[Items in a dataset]
────

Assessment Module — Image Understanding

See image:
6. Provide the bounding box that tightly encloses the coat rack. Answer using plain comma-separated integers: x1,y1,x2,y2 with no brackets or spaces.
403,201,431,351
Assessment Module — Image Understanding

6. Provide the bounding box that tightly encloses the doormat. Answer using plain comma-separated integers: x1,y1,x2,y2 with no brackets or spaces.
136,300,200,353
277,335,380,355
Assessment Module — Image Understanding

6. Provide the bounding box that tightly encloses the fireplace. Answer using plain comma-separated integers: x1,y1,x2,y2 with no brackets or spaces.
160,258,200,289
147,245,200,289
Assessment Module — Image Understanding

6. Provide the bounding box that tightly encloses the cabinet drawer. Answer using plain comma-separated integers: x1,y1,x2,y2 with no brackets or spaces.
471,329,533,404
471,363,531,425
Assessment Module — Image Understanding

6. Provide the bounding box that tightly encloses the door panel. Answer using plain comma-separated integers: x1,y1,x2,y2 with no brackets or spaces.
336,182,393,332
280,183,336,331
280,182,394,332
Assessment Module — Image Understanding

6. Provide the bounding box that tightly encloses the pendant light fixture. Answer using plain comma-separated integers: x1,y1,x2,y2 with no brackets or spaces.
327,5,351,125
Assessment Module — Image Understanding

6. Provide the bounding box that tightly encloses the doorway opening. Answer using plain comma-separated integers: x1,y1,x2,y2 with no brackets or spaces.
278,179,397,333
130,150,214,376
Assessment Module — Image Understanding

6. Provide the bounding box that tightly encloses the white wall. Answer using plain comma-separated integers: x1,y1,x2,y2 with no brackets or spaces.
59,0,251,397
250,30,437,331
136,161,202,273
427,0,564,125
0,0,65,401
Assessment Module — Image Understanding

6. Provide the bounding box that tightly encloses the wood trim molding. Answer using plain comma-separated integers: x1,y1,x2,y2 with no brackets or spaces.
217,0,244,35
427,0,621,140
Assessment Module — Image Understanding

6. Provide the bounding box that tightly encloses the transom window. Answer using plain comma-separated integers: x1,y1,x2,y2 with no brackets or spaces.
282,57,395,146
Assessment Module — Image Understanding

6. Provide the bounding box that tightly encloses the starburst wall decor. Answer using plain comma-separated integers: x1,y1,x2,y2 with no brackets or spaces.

────

**THE TASK:**
Recast every line of the material above as a numbered list, leaving out the blank lines.

**SOLUTION:**
1. Assessment Module — Image Understanding
2. See image:
3. 6. Provide the bounding box that tightly encloses the coat rack. Answer using plain comma-separated integers: x1,y1,x2,y2 with no brackets or spaces.
4. 403,201,431,351
5. Assessment Module — Image Understanding
6. 6. Provide the bounding box that tightly encloses the doormat. Answer using plain comma-separated integers: x1,y1,x2,y2 with no brackets or spaces.
7. 136,300,200,353
8. 277,335,380,355
9. Assessment Module — Image Understanding
10. 6. Provide the bounding box that tightly encloses the fireplace. Answer using plain comma-separated integers: x1,y1,x2,y2 with no brackets or spaces.
11. 160,258,200,289
12. 147,245,200,289
13. Assessment Module — Image Understanding
14. 6. Provide the bounding box that tightly encloses the cabinet drawer. Answer using plain comma-separated integers: x1,y1,x2,y2 with no brackets or spaces.
15. 471,329,533,404
16. 471,363,531,425
17. Assessment Module — Image Understanding
18. 6. Provide the bounding box that tightly encloses the door panel. Answer using plain comma-separated integers: x1,y1,x2,y2 with no brackets or spaces.
19. 336,182,393,332
20. 280,183,336,331
21. 280,182,394,332
22. Assessment Module — Image Understanding
23. 6. Provide the bounding box that tightly encloses the pendant light fixture. Answer using plain comma-separated integers: x1,y1,x2,y2 with no brackets or spaces.
24. 327,5,351,125
25. Assessment Module — Image Understanding
26. 6. Provide the bounding box that tightly encloses the doorway opening. Answer using plain comma-separated integers: x1,y1,x2,y2 with no brackets or spaces.
27. 278,179,397,333
28. 130,150,214,376
29. Assessment Module — Image Understanding
30. 6. Provide the bounding box that tightly encloses the white wall. Answer using plain comma-separated integers: x1,y1,x2,y2 with no brackets or spaces.
31. 59,0,251,397
32. 250,30,437,331
33. 136,161,202,273
34. 427,0,564,125
35. 0,0,65,401
36. Assessment Module — Image Understanding
37. 6. Provide the bounding box that tightly encloses the wood trim molding. Answer using plain comma-separated integers: x1,y1,x2,y2 with no brackets or spaces.
38. 217,0,244,35
39. 427,0,621,140
40. Assessment Module — Image Understanding
41. 6. Provide the bounding box that tightly encloses the transom window. Answer using plain comma-separated integers: x1,y1,x2,y2 with no brackets or spaces.
42. 282,57,395,146
43. Assessment Module — Image Understanding
44. 6. Provide the bounding box that tightly encloses the starburst wall decor. Answer using plain comma-separated integers: x1,y1,x2,y2 with no brackets or spaces.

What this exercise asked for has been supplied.